> **Dataset entries**
▼

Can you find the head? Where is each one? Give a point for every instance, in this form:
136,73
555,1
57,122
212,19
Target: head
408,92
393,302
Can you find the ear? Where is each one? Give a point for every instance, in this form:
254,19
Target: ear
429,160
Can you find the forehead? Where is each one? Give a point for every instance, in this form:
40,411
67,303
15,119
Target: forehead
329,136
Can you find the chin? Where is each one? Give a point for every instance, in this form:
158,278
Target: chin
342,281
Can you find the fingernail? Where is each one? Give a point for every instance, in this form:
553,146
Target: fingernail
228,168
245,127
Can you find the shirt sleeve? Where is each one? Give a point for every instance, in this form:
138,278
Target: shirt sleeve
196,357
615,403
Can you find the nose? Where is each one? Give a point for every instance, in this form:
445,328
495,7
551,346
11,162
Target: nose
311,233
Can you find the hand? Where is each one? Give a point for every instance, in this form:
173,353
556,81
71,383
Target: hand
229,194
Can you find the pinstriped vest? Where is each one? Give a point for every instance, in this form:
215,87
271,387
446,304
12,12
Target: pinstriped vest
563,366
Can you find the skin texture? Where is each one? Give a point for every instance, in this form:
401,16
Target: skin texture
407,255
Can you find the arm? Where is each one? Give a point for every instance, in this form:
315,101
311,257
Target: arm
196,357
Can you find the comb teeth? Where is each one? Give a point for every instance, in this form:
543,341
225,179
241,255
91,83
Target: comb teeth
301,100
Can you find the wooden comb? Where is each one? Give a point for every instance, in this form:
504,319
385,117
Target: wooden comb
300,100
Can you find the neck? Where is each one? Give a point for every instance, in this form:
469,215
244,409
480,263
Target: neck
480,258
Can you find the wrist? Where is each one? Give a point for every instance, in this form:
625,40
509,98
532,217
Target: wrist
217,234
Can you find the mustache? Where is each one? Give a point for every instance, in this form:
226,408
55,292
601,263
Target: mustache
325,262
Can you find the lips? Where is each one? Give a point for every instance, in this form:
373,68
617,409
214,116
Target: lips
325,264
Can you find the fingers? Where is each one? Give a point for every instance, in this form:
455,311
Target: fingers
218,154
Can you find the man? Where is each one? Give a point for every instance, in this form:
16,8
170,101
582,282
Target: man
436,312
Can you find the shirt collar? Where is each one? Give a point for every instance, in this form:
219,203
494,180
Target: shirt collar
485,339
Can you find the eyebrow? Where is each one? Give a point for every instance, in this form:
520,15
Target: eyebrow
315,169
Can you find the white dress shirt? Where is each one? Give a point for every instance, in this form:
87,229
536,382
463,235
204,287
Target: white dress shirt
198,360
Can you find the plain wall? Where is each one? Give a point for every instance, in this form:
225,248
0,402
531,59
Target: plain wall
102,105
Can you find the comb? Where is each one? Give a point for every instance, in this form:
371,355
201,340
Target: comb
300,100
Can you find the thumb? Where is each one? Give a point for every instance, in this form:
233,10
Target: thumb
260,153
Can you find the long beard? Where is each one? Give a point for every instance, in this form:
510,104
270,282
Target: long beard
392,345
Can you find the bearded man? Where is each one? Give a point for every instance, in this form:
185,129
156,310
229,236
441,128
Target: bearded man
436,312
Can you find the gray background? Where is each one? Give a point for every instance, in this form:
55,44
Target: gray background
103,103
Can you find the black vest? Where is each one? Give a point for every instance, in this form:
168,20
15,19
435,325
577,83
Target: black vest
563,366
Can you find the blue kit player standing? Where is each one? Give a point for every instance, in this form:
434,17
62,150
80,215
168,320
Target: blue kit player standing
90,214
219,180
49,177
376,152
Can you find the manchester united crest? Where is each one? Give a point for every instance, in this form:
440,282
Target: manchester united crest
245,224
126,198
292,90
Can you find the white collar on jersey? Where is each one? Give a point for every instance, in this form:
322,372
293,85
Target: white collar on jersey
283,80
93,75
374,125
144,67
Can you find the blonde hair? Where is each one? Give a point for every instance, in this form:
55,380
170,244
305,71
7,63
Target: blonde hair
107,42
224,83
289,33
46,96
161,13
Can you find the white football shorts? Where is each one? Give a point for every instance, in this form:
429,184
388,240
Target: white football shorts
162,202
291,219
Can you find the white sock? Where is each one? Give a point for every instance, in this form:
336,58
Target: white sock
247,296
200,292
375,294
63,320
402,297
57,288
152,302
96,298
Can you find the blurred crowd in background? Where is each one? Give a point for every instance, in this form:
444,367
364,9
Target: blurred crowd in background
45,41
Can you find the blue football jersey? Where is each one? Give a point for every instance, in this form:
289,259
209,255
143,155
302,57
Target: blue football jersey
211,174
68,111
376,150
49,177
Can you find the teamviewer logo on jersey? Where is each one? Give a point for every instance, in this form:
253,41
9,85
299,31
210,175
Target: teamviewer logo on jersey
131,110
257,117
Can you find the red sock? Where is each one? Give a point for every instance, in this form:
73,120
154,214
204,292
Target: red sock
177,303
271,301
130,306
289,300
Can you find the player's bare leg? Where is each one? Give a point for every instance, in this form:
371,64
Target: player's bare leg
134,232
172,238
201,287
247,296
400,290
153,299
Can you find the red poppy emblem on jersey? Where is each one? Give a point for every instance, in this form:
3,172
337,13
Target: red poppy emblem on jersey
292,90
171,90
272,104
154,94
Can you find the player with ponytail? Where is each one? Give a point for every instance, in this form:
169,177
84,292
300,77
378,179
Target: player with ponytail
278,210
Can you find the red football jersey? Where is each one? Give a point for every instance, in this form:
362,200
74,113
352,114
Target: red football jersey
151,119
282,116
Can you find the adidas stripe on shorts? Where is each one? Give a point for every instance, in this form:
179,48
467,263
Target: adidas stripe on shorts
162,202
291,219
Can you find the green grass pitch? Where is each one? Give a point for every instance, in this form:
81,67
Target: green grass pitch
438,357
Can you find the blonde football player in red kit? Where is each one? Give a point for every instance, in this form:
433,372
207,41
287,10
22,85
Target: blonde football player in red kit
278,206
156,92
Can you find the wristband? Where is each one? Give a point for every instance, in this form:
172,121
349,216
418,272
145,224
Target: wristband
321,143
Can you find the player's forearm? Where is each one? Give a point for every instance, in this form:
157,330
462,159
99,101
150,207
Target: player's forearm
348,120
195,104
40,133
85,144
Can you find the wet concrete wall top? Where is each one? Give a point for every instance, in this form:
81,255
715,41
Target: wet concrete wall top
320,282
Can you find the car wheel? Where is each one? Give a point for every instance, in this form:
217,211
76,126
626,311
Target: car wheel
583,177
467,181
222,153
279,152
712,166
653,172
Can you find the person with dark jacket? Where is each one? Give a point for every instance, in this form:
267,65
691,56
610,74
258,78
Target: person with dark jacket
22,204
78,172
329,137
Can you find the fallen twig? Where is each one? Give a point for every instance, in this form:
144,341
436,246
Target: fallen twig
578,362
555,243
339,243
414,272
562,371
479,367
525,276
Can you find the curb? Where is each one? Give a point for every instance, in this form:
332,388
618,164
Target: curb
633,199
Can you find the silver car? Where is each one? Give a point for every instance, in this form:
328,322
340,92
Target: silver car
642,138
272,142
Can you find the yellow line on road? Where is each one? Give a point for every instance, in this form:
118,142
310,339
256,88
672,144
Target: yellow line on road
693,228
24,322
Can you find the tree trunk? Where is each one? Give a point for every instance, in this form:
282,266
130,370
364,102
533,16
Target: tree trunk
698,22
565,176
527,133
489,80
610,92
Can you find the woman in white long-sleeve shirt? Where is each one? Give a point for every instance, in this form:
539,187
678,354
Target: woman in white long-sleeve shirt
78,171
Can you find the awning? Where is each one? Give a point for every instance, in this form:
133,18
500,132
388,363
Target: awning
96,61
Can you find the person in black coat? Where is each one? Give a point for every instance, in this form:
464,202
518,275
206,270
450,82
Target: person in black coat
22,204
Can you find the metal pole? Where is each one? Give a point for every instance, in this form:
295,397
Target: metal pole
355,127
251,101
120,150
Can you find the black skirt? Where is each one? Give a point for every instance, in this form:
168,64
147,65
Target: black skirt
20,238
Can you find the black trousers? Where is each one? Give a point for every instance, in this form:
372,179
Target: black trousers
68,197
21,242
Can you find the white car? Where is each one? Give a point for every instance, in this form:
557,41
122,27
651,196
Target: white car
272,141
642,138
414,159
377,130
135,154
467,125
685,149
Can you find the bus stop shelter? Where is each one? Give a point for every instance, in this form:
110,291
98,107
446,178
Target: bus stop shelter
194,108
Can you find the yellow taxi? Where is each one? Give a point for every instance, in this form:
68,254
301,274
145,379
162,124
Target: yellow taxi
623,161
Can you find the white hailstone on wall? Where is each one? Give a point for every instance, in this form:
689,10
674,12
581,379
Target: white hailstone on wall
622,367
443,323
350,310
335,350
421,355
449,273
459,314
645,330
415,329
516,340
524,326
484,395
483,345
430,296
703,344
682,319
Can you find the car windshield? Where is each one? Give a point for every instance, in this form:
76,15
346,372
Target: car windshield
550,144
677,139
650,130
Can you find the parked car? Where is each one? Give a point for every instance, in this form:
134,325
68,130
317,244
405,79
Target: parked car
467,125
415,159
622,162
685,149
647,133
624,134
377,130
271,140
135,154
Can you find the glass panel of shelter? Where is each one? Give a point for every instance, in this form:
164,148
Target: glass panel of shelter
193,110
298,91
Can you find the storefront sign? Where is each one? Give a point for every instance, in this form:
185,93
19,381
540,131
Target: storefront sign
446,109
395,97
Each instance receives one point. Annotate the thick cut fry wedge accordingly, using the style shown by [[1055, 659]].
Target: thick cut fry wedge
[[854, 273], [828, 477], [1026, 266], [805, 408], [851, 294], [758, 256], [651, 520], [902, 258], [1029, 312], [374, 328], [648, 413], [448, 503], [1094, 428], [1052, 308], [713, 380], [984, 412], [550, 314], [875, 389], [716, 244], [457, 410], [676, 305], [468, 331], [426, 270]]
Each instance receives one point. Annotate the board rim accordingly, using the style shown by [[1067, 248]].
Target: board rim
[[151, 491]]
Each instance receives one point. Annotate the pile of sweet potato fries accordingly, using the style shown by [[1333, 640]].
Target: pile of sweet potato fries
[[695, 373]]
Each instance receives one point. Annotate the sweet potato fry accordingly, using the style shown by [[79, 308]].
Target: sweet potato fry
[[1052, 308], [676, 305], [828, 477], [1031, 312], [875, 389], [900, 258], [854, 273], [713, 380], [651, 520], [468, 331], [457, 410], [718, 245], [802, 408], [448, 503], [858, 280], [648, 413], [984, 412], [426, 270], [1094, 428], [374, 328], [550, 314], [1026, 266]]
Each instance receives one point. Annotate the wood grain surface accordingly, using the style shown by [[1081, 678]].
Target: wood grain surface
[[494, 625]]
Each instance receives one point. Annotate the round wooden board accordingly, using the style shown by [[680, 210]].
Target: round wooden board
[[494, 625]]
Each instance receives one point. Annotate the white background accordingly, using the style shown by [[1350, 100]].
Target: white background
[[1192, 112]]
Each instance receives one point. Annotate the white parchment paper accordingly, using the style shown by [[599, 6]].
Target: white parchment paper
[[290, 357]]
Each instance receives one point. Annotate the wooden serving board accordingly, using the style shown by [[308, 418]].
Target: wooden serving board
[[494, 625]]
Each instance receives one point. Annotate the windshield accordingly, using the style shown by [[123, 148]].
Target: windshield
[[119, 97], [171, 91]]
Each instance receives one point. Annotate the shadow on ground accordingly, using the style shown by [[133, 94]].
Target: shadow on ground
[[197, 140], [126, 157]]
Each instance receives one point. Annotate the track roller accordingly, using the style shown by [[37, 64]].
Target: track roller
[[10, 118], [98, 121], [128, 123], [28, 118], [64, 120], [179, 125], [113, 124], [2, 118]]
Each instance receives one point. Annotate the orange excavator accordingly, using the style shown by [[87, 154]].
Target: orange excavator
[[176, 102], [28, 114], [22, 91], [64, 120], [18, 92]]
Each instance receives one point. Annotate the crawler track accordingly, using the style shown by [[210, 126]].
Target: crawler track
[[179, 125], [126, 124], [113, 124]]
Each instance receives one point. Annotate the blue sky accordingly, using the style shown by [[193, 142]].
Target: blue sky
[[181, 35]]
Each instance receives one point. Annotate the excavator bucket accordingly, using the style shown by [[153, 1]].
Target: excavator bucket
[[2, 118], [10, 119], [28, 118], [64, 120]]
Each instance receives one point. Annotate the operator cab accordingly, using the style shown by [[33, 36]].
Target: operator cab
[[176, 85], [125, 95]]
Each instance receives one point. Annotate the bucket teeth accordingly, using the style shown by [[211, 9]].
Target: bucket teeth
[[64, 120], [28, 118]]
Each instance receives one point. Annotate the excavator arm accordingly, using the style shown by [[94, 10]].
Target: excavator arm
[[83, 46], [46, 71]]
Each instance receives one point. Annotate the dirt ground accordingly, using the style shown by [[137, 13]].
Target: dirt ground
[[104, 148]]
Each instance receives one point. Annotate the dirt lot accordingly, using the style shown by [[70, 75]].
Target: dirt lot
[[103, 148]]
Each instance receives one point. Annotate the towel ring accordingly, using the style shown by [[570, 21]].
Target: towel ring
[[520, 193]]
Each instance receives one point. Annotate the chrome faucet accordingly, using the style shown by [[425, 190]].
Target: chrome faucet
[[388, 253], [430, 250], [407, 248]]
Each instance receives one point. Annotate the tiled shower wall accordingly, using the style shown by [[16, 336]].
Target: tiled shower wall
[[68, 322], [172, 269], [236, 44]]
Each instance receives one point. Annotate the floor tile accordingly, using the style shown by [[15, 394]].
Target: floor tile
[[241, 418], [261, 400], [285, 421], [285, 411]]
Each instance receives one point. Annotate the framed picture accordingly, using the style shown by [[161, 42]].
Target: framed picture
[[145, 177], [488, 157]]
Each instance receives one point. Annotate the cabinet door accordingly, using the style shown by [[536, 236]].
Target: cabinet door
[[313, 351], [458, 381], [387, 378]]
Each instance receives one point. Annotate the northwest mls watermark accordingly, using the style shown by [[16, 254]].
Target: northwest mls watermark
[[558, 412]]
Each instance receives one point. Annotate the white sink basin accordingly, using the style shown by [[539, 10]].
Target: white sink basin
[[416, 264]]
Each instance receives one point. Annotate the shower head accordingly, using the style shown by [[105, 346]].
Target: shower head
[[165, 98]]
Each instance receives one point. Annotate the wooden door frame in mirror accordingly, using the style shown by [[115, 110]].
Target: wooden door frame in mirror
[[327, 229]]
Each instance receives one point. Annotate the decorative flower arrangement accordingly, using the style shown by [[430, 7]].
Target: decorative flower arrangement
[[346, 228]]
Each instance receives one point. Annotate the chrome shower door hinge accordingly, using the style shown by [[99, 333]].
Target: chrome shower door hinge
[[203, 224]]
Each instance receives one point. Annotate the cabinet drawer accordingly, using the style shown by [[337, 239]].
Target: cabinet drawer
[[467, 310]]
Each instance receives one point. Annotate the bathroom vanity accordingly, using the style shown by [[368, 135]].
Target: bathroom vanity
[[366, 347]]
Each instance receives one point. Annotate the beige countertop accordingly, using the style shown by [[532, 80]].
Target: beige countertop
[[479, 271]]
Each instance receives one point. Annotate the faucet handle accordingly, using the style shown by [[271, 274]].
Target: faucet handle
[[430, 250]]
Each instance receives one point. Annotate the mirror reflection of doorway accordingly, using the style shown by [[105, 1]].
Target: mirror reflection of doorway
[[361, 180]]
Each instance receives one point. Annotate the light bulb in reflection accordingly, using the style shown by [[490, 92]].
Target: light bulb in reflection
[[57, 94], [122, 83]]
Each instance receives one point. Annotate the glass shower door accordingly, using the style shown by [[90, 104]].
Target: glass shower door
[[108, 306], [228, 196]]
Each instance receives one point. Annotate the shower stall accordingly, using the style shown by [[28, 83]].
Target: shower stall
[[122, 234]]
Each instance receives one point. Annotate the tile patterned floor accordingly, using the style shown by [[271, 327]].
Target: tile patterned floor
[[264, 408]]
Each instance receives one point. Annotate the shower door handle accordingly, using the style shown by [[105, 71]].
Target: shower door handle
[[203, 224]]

▲

> **Problem statement**
In the entries above, the lines from the one bearing "Can you find the parked" up to and including the one bearing "Each instance receives one point. Annotate the sweet" should be transcribed exactly; no other line is wanted.

> **Answer box**
Can you find the parked car? Where is each one? Give a point for every instance, in this form:
134,325
68,130
317,244
405,79
Target: parked car
467,125
415,159
622,162
685,149
647,133
624,134
377,130
271,140
135,154
Can you find the glass panel of shelter? Where is each one? Give a point for every instance, in this form:
164,148
Target: glass panel of shelter
193,110
298,91
Can you find the storefront sign? Where is each one? Give a point for every instance, in this form:
185,93
19,381
540,131
Target: storefront sign
446,109
395,97
Each instance receives one point. Annotate the thick cut fry wedge accordingly, using the style shown by [[1055, 659]].
Target: thick cut fry wedge
[[854, 273], [828, 477], [1026, 266], [805, 408], [851, 294], [758, 256], [651, 520], [902, 258], [1029, 312], [374, 328], [648, 413], [448, 503], [1094, 428], [1052, 308], [713, 380], [984, 412], [550, 314], [875, 389], [716, 244], [457, 410], [676, 305], [468, 331], [426, 270]]
Each instance receives one point. Annotate the board rim accordingly, using the style shown by [[1067, 248]].
Target: board rim
[[151, 491]]
Each instance receives one point. Annotate the pile of sweet potato fries accordingly, using the style shown by [[1333, 640]].
Target: pile of sweet potato fries
[[695, 373]]
Each instance receives one point. Annotate the sweet potato fry accordingly, using the style shown by [[79, 308]].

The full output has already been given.